Aim: Turn the material below into a Markdown table with two columns, "No." and "Text". Give each line its own row with its number, and leave out blank lines and the pictures.

======== Given records

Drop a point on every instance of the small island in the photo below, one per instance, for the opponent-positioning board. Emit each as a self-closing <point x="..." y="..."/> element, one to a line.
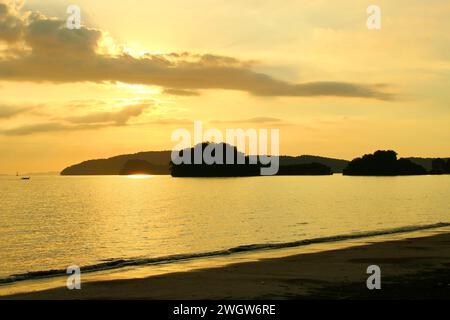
<point x="247" y="167"/>
<point x="383" y="163"/>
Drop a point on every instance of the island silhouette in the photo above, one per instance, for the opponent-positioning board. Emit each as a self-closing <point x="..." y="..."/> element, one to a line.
<point x="250" y="166"/>
<point x="381" y="163"/>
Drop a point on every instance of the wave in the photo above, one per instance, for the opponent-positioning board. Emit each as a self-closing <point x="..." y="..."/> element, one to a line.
<point x="120" y="263"/>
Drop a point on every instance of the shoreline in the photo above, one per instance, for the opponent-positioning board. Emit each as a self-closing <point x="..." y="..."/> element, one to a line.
<point x="410" y="263"/>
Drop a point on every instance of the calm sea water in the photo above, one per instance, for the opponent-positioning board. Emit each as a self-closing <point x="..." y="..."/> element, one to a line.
<point x="52" y="222"/>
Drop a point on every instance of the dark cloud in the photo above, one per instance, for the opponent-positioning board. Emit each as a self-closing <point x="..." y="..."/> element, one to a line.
<point x="62" y="55"/>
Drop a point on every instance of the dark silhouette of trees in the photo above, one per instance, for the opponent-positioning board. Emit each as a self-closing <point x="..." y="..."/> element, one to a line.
<point x="248" y="165"/>
<point x="439" y="166"/>
<point x="305" y="169"/>
<point x="382" y="163"/>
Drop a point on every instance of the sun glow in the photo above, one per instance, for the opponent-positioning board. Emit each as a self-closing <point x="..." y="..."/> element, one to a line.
<point x="140" y="176"/>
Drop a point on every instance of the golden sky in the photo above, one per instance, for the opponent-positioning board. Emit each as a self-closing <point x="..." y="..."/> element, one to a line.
<point x="139" y="69"/>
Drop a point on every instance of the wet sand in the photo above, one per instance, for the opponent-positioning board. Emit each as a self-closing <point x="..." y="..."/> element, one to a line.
<point x="412" y="268"/>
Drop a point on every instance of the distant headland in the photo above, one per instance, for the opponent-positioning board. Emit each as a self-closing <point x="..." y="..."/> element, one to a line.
<point x="380" y="163"/>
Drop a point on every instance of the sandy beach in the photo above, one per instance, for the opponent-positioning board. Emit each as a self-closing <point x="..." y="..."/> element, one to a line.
<point x="411" y="268"/>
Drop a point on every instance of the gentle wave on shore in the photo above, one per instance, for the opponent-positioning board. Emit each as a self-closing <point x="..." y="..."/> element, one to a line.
<point x="121" y="263"/>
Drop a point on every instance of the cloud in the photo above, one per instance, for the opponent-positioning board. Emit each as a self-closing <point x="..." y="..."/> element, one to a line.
<point x="256" y="120"/>
<point x="11" y="26"/>
<point x="118" y="117"/>
<point x="8" y="111"/>
<point x="181" y="92"/>
<point x="57" y="54"/>
<point x="96" y="120"/>
<point x="47" y="127"/>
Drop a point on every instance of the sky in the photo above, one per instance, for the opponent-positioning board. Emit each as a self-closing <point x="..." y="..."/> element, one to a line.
<point x="137" y="70"/>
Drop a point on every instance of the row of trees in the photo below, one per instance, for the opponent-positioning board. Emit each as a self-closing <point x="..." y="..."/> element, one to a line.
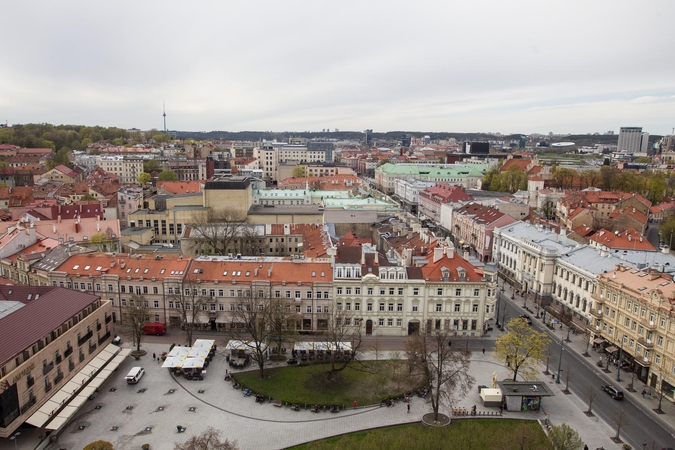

================

Exercise output:
| No. | Text |
|---|---|
| 1 | Drop a point on every instance of the small island in the photo below, one per instance, for the opponent-positioning board. Emit each as a self-closing <point x="..." y="..."/> element, one to a line. |
| 2 | <point x="247" y="167"/> |
| 3 | <point x="383" y="163"/> |
| 4 | Drop a point on every instance of the island silhouette in the photo above, one per instance, for the opponent-positioning board. Emit each as a self-closing <point x="..." y="..."/> element, one to a line. |
| 5 | <point x="250" y="166"/> |
| 6 | <point x="381" y="163"/> |
| 7 | Drop a point on every instance of the wave in the photo above, one per instance, for the opponent-positioning board. Emit each as a self-closing <point x="..." y="..."/> element, one to a line. |
| 8 | <point x="120" y="263"/> |
| 9 | Drop a point on every instance of the shoreline in the photo above, one per instance, for the opponent-positioning board. Emit each as a self-closing <point x="..." y="..."/> element, one to a line. |
| 10 | <point x="410" y="263"/> |
| 11 | Drop a point on every instance of the calm sea water in the photo above, one per instance, for the opponent-positioning board. Emit each as a self-closing <point x="..." y="..."/> element, one to a line. |
| 12 | <point x="52" y="222"/> |
| 13 | Drop a point on every instance of the dark cloud in the photo above, one per instance, for the opponent-positioning board. Emit each as a self-closing <point x="..." y="..."/> element, one to a line. |
| 14 | <point x="62" y="55"/> |
| 15 | Drop a point on every instance of the dark silhouette of trees in the photo above, one per instance, for the opponent-positioning board. Emit each as a self-closing <point x="..." y="..."/> element, one to a line. |
| 16 | <point x="248" y="165"/> |
| 17 | <point x="439" y="166"/> |
| 18 | <point x="305" y="169"/> |
| 19 | <point x="382" y="163"/> |
| 20 | Drop a point on every instance of the sun glow in the photo above, one per instance, for the opponent-positioning board. Emit each as a self-closing <point x="..." y="..."/> element, one to a line. |
| 21 | <point x="140" y="176"/> |
| 22 | Drop a point on every instance of the golden sky in the photo above, one per instance, for the opponent-positioning board. Emit each as a self-closing <point x="..." y="..."/> element, one to a line. |
| 23 | <point x="139" y="69"/> |
| 24 | Drop a point on every instance of the wet sand in the photo above, one per instance, for the opponent-positioning board. Emit each as a self-closing <point x="..." y="..."/> element, one to a line. |
| 25 | <point x="412" y="268"/> |
| 26 | Drop a point on every instance of the distant headland in the photo above, one per instance, for the opponent-positioning board. Emit each as a self-closing <point x="..." y="..."/> element, one to a line. |
| 27 | <point x="380" y="163"/> |
| 28 | Drop a point on every instance of the sandy beach in the photo above, one per instance, for the opponent-positioning board. Emit each as a self-closing <point x="..." y="..."/> element, one to a line. |
| 29 | <point x="411" y="268"/> |
| 30 | Drop a point on every instance of the gentle wave on shore in the photo above, one per instance, for the opponent-positioning board. Emit each as a self-closing <point x="..." y="..."/> element, one to a line. |
| 31 | <point x="121" y="263"/> |
| 32 | Drop a point on every instance of the cloud in the photo above, one per instance, for the opponent-positioning board. Emit each as a self-closing <point x="..." y="..."/> element, one to a line. |
| 33 | <point x="256" y="120"/> |
| 34 | <point x="11" y="26"/> |
| 35 | <point x="118" y="117"/> |
| 36 | <point x="8" y="111"/> |
| 37 | <point x="181" y="92"/> |
| 38 | <point x="57" y="54"/> |
| 39 | <point x="96" y="120"/> |
| 40 | <point x="47" y="127"/> |
| 41 | Drop a point on every instance of the sky in the photo above, one per instance, for the opponent-positioning board. Emit each as a self-closing <point x="..." y="..."/> element, one to a line. |
| 42 | <point x="137" y="70"/> |
| 43 | Drop a point on every instance of the row of trees in the photo below, one per instance, for the opponent-positioning board. Emit each as a self-closing <point x="..." y="..."/> element, one to a line. |